> PASSAGE TO READ:
____

Interview with Dan Frizza

Each month we’re going to interview a short list of producers that we believe have changed the face of Sydney music in their own particular and singular way. Each month we’ll be asking these producers a series of questions that will delve into their music, influences and trials and tribulations. So join us on this singular journey into the Sydney Music Producers scene.

Dan Frizza

1. How did you first get started in the music industry, and what inspired you to become a music producer.

I begun like most having freshly come out of my production degree with a very keen eye toward recording studios, I didn’t know what or how I would exactly be of use in that environment, but I knew it was something I needed to explore. Adam Wilkinson, the manager of now closed BJB studios in Surry Hills gave me my first couple of chances at doing this and I have just been lucky to be entrusted back into these special spaces everyday since.

2. What is your typical creative process when working on a new track or project.

I guess that’s pretty dependable on my position or role I’ve been asked to fulfill for the project, but, generally speaking, the very least I would start off with is getting the backbone, or template of the song down, once there’s the structure and sections clearly formed in front of me, that’s when I will start to embellish the ideas and sounds, sometimes I feel there are melodies hidden inside of the songs and it’s up to use to find those little gems, nurture and bring them out. I think these things require time to develop not only for the song to grow and envelope into something full beautiful but for us to also understand what the complete vision is and how to best achieve that.

____

> DATASET EXCERPTS:
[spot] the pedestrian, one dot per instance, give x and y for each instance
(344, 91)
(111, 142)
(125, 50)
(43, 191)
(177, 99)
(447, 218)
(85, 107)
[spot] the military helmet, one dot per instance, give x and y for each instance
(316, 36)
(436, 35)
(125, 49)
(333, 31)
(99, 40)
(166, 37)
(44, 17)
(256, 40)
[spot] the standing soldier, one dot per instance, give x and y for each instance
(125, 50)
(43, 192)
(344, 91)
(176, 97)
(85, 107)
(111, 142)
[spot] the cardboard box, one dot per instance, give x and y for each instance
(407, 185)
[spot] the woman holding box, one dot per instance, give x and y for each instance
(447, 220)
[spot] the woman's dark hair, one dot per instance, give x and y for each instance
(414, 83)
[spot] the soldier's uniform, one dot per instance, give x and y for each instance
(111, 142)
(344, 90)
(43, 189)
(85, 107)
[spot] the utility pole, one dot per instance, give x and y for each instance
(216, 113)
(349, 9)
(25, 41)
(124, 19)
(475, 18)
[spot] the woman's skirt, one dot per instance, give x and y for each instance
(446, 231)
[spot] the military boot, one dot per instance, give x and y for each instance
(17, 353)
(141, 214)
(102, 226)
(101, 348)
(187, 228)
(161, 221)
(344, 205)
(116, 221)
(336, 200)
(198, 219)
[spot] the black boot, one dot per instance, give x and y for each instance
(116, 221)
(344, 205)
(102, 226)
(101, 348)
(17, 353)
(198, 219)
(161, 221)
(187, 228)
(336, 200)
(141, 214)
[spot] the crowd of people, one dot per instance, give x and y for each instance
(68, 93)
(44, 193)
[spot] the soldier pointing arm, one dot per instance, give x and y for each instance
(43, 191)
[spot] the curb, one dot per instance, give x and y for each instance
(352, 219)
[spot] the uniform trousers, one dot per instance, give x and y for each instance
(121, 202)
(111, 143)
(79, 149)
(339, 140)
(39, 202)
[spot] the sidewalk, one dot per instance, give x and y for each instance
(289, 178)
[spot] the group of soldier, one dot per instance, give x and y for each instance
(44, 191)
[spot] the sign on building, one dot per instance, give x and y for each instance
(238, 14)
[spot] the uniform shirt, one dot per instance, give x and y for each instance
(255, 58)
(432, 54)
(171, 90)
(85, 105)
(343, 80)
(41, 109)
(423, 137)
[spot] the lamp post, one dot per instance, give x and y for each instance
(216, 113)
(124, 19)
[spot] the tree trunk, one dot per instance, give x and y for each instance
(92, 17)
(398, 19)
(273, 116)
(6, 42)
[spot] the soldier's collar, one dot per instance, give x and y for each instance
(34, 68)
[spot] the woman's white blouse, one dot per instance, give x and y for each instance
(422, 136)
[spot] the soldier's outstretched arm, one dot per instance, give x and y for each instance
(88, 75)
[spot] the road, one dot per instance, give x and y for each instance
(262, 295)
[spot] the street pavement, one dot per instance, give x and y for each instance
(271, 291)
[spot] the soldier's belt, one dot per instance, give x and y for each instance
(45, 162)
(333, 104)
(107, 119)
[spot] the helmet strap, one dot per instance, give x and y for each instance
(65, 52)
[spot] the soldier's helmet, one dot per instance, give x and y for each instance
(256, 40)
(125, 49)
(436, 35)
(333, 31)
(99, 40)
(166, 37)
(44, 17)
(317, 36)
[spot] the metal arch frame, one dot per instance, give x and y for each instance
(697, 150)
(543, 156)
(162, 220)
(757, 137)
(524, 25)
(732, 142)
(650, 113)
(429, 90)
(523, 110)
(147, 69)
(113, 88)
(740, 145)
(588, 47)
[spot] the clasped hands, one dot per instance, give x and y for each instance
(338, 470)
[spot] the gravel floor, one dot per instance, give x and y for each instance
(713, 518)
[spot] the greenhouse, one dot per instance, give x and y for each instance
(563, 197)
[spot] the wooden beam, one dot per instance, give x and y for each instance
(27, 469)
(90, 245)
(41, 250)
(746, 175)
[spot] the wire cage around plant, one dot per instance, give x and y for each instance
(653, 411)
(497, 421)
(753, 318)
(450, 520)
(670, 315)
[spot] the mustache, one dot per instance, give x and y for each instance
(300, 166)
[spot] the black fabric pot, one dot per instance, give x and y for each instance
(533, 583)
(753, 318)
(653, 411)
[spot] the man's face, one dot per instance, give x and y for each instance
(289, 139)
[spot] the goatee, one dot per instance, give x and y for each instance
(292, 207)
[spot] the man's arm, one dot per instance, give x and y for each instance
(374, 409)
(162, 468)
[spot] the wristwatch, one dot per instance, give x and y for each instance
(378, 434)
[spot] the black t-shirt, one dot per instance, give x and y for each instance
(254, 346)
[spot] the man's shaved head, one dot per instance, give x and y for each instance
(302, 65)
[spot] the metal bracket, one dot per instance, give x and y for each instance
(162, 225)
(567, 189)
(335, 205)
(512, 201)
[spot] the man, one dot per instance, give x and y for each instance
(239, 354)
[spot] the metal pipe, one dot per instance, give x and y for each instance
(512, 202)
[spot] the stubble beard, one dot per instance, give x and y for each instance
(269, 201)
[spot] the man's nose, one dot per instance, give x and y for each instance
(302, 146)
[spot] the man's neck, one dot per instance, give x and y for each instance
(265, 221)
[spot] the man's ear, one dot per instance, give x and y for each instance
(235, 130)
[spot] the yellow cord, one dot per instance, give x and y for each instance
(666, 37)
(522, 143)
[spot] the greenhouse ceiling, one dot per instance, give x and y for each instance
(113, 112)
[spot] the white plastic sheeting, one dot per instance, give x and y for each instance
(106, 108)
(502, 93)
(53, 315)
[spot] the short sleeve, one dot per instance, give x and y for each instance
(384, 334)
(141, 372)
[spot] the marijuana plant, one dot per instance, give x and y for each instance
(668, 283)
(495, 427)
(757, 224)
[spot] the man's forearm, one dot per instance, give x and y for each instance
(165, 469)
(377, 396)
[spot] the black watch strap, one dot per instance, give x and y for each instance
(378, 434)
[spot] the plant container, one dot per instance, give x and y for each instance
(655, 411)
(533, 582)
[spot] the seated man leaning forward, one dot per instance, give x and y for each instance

____

> WRITTEN TASK: Please repeat the part of the Dan Frizza interview starting with "I guess that’s" and going on through "best achieve that.". The rows come from a different source than the Dan Frizza interview.

> THE ANSWER:
I guess that’s pretty dependable on my position or role I’ve been asked to fulfill for the project, but, generally speaking, the very least I would start off with is getting the backbone, or template of the song down, once there’s the structure and sections clearly formed in front of me, that’s when I will start to embellish the ideas and sounds, sometimes I feel there are melodies hidden inside of the songs and it’s up to use to find those little gems, nurture and bring them out. I think these things require time to develop not only for the song to grow and envelope into something full beautiful but for us to also understand what the complete vision is and how to best achieve that.